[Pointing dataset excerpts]
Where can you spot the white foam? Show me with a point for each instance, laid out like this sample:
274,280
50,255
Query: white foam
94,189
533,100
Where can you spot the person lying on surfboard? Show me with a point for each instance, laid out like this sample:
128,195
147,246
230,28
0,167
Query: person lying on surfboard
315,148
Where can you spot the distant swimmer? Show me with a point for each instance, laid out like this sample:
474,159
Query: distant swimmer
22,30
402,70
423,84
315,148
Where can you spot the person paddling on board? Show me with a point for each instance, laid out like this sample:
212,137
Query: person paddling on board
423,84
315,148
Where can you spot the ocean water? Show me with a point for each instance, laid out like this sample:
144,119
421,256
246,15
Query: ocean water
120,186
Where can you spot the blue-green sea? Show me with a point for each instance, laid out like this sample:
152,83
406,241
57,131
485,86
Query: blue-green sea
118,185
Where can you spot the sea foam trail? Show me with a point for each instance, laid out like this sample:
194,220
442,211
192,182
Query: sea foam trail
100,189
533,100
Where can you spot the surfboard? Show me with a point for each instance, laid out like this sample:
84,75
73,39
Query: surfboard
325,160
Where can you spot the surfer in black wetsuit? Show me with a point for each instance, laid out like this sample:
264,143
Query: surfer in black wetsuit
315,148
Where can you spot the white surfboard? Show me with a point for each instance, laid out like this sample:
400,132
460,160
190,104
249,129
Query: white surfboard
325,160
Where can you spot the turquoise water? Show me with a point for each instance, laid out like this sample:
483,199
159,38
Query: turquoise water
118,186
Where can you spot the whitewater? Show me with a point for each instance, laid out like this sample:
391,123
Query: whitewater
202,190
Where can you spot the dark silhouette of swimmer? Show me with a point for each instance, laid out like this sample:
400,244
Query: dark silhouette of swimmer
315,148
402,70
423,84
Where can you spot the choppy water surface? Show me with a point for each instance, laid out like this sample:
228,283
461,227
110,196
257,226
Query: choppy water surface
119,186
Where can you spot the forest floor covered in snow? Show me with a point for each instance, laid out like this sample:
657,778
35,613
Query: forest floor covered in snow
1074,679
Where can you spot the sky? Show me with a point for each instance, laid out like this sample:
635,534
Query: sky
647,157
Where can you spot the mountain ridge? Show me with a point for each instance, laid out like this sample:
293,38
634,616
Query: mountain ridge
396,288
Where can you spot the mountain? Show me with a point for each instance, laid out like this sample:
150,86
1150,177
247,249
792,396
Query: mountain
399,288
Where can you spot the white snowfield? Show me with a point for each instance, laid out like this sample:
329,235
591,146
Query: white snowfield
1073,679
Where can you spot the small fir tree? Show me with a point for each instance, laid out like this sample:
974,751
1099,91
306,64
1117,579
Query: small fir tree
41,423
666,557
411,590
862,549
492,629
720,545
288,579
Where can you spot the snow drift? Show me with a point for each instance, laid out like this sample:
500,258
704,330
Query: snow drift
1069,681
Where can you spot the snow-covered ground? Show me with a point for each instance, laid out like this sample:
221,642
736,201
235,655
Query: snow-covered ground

_Task brief_
Take the listing above and set it down exactly.

_Reply_
Where can you spot the white foam? Show me with a point for each instance, laid out like this sample:
274,280
50,255
Query: white foam
94,189
533,100
Where can you spot the person lying on surfboard? Show me with a point for each instance, laid out like this sample:
128,195
147,246
230,28
0,167
Query: person lying on surfboard
315,148
Where can you spot the distant swimmer? Show me with a point for each instance, laid out like this sample:
474,159
Query: distant swimmer
22,30
402,70
423,84
315,148
Where can you spot the person paddling on board? Show me with a point for each instance, laid out like this sample:
212,137
Query: person paddling on board
423,84
315,148
Where can you spot the ocean water? Show me with a point for each instance, laid out like this sample:
144,119
421,256
246,15
Query: ocean water
120,186
Where can you spot the blue-green sea? Show me with a point for each instance, laid out like this sample:
152,83
406,241
57,131
485,86
Query: blue-green sea
118,185
Where can you spot the sea foam trail? Show me with a point for each instance, laid out like this sample:
194,220
442,211
192,182
Query: sea foam trail
100,189
533,100
Where can you spot the surfboard? Show me with a point for each instance, laid out like this sample:
84,75
73,39
Query: surfboard
325,160
Where can you spot the surfer in black wetsuit? Show me with a point for each instance, laid out like this sample:
264,143
Query: surfer in black wetsuit
315,148
Where can you spot the white surfboard? Show me with a point for each instance, laid out like this sample:
400,132
460,160
190,104
249,129
Query: white surfboard
325,160
Where can you spot the turquoise water? Show me with a point for each instance, laid out like this sample:
483,199
159,38
Query: turquoise water
118,186
Where can you spot the whitewater? Show me with a point for each instance, laid out like this sample:
391,123
Query: whitewater
202,190
Where can you spot the dark silhouette of swimmer? Show me with a point for each instance, laid out like this sample:
400,244
Query: dark silhouette of swimmer
315,148
402,70
423,84
Where can you spot the choppy water surface? Show me with a point for each instance, laid out like this sample:
228,283
461,227
110,196
257,226
Query: choppy water surface
119,186
Where can you spot the forest floor covered in snow? Show me with a point for each instance, laid out like this sample:
657,778
35,613
Query: forest floor covered in snow
1074,679
Where can you spot the sky? Show me with a point for each instance, laid out like this sample:
635,534
Query: sky
647,157
Where can you spot the mountain ridge? Show me with a point for each instance, laid out like this sample:
293,38
634,616
Query: mountain ridge
396,288
Where can you spot the mountain? Show me with a point for each instance, laid out like this sample:
150,86
1150,177
247,249
792,396
Query: mountain
399,288
Where can you spot the white snowfield? Show me with a point for each instance, laid out like this sample:
329,235
591,146
Query: white snowfield
1073,679
Where can you spot the small fir tree? Show me with a point for each instance, laid out like this sample:
974,751
1099,91
306,64
1117,579
Query: small fir tree
41,423
666,557
411,590
862,549
492,629
720,545
288,579
Where can you spot the snow drift? Show me with a point for each instance, laid out like this sample:
500,258
704,330
Query: snow drift
1069,681
Where can you spot the snow-covered ground? Show me with a point for each instance, laid out like this sample:
221,642
736,201
235,655
Query: snow-covered ground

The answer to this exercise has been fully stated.